_Work order 1_:
Please transcribe the part of the article from "Discussions regarding how" through "February next year.", word for word.
_Work order 2_:
Answer these questions from the article:
(a) Which company has been saddled with an $8bn tax claim?
(b) What is the listed subsidiary of Barrick Gold?
(c) When is the 2019 Fraser Report study expected to be published?

-- Reading passage follows --

Zambia tax claim adds to Africa policy jitters, but it’s not all bad

Edgar Lungu, president, Zambia

THE risk of an audit similar in nature to one that has saddled Canada’s First Quantum Minerals with an $8bn tax claim could be launched by the Zambia Revenue Authority (ZRA) on other miners operating in the southern Africa country, including Glencore and Vedanta.

This is the view of Goldman Sachs which said: “This could have a negative read-across for Glencore and Vedanta which have operations in the country and should the tax authorities look to initiate tax audits against them”. Glencore declined to comment.

However, the bank believed the ZRA’s activity, coupled with demands from a number of other African country’s for a greater share in the proceeds of improved commodity prices would be a positive for the market. “The demands from governments across our coverage for higher taxes and royalties have increased which, in our view, supports commodity prices as it can lead to disruptions and is inflationary,” it said.

Discussions regarding how promulgated royalty increases on metals exported from the Democratic of Congo are currently underway with representatives of Glencore, Randgold Resources and other miners operating in the country. Discussions are also underway in Tanzania which last year changed mining related laws which will affect Acacia Resources, the listed subsidiary of Barrick Gold, another Canadian firm.

There is the prospect of Mining Code changes in Mali whilst Ghanaian government representatives have suggested a government agency check the value of minerals assayed and exported from the West African country.

 

According to a report by JP Morgan, the ranking of these countries in terms of the Fraser Report, an annual study of the most investment-friendly mining districts around the world, are likely to slide when the 2019 study is published in February next year.

-- Reading passage concluded --
-- Provided data follows --

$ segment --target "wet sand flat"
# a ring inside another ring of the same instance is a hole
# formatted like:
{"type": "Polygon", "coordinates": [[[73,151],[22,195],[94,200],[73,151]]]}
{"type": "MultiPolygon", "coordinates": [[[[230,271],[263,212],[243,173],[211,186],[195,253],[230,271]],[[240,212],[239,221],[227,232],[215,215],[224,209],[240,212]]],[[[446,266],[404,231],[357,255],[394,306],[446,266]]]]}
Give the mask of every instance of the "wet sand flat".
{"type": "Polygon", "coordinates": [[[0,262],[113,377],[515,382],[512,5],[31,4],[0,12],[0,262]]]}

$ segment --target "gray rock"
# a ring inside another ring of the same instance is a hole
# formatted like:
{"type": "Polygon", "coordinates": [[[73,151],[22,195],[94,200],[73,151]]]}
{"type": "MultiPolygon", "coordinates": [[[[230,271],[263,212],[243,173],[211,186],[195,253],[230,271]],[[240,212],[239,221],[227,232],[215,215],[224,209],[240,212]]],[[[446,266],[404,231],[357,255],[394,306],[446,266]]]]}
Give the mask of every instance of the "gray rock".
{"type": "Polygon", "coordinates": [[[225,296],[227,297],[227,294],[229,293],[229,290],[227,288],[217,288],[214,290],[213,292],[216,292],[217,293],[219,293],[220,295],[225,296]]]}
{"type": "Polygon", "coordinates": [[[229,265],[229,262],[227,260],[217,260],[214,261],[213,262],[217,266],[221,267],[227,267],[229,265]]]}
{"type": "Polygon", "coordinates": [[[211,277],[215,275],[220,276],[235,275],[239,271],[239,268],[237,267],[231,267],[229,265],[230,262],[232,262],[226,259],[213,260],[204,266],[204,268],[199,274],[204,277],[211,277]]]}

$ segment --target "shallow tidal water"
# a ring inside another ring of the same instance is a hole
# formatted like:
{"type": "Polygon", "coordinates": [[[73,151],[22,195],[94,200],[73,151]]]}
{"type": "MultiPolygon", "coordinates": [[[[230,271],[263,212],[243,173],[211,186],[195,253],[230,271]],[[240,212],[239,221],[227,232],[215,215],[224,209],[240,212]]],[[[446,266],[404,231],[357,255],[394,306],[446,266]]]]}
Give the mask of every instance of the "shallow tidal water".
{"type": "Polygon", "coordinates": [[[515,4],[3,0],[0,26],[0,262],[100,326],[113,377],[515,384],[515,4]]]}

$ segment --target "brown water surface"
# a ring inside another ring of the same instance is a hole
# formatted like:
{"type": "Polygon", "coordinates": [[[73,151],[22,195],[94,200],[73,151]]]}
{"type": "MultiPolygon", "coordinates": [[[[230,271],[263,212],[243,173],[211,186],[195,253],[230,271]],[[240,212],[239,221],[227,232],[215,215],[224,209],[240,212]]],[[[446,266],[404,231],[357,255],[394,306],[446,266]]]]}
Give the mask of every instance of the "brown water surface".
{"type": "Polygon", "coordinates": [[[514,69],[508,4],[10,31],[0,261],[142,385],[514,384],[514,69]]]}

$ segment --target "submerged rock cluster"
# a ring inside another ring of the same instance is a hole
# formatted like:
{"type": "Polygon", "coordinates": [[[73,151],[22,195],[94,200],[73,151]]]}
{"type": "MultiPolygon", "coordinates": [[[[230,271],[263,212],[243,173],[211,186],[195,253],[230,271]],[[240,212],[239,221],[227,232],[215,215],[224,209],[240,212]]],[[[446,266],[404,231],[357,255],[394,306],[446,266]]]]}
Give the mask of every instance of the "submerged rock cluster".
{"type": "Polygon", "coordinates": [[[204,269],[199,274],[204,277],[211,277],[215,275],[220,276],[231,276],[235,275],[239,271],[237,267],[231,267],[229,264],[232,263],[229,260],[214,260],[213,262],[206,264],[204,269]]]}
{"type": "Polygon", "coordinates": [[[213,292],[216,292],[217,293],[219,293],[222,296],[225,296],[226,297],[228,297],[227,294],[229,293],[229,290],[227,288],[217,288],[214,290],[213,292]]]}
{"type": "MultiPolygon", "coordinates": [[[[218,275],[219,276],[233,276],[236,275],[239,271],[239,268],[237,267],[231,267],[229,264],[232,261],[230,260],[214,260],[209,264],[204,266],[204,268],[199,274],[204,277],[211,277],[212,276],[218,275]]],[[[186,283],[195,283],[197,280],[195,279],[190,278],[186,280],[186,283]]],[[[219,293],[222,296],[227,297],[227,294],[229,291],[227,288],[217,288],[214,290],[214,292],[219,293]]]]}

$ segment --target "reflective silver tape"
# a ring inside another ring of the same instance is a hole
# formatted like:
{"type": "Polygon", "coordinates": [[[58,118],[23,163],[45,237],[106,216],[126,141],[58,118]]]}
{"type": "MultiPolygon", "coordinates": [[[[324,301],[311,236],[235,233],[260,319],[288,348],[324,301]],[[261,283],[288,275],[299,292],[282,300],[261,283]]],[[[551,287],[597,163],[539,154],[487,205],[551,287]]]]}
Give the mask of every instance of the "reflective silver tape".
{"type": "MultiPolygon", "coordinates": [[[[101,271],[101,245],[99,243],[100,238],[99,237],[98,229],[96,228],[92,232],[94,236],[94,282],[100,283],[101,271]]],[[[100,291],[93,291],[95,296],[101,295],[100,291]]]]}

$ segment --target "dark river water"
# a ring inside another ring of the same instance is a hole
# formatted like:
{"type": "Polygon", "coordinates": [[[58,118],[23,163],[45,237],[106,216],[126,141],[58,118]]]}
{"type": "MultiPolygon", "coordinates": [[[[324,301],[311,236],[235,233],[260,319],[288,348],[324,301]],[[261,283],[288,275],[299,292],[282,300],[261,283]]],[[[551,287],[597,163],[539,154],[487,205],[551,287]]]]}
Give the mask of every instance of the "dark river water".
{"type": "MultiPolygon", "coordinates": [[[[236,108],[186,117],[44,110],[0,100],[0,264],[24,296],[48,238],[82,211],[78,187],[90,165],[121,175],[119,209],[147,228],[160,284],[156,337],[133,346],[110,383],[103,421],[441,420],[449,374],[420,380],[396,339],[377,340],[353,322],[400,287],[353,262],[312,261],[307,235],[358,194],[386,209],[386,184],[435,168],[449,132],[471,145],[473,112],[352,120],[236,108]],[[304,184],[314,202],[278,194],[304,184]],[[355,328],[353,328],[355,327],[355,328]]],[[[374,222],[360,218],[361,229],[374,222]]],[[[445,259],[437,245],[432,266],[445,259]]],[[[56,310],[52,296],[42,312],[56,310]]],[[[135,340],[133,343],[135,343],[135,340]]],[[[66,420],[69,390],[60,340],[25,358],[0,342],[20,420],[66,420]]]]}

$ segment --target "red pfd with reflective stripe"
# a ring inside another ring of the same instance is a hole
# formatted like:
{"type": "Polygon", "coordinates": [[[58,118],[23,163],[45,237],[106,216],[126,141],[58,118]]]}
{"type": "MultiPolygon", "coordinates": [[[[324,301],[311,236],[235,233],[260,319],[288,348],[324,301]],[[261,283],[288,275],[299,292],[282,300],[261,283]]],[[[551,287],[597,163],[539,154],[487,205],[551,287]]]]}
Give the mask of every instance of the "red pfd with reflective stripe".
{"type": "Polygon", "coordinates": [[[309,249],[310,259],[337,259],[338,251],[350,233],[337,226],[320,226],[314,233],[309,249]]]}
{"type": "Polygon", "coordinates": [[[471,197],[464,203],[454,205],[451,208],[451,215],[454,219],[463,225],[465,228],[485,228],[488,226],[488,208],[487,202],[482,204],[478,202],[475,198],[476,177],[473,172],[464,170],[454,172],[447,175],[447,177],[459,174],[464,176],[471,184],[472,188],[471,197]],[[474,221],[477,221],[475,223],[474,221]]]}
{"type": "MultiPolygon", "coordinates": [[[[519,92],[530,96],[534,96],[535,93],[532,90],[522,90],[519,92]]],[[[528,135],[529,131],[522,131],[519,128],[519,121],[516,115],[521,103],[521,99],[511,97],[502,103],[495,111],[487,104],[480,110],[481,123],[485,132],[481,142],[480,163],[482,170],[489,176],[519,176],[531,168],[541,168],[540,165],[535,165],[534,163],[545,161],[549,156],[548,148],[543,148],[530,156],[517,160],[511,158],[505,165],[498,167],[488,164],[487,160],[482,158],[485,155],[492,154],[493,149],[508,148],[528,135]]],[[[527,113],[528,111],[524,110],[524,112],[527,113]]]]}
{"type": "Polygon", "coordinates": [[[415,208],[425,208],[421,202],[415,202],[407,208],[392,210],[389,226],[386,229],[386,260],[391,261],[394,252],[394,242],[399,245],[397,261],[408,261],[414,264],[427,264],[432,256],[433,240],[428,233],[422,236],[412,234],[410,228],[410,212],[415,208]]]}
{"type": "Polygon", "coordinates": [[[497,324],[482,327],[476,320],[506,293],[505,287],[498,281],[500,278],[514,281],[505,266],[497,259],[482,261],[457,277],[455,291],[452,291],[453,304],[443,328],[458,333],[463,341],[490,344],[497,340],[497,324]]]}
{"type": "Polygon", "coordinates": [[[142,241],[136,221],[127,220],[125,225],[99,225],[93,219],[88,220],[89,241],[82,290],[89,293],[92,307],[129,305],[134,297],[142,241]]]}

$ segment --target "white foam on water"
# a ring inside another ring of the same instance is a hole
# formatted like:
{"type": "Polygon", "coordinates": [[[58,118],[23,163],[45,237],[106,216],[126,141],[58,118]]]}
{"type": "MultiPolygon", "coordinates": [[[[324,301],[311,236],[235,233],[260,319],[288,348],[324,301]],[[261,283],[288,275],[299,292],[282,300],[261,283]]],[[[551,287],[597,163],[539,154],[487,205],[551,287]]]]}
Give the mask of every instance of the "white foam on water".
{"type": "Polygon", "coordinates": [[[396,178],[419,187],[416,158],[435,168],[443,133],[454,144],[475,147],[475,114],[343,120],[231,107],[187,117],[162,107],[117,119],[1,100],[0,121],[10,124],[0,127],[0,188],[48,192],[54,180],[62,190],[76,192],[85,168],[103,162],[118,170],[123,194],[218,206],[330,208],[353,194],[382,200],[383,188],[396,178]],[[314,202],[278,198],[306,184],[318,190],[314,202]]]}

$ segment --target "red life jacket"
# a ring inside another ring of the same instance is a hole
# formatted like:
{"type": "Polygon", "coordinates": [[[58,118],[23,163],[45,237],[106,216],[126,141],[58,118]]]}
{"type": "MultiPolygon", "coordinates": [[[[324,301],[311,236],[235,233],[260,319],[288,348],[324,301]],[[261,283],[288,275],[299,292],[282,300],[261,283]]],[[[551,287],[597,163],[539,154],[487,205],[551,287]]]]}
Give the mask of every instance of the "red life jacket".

-- Provided data concluded --

_Problem solution 1_:
Discussions regarding how promulgated royalty increases on metals exported from the Democratic of Congo are currently underway with representatives of Glencore, Randgold Resources and other miners operating in the country. Discussions are also underway in Tanzania which last year changed mining related laws which will affect Acacia Resources, the listed subsidiary of Barrick Gold, another Canadian firm.

There is the prospect of Mining Code changes in Mali whilst Ghanaian government representatives have suggested a government agency check the value of minerals assayed and exported from the West African country.

 

According to a report by JP Morgan, the ranking of these countries in terms of the Fraser Report, an annual study of the most investment-friendly mining districts around the world, are likely to slide when the 2019 study is published in February next year.

_Problem solution 2_:
(a) First Quantum Minerals
(b) Acacia Resources
(c) In February next year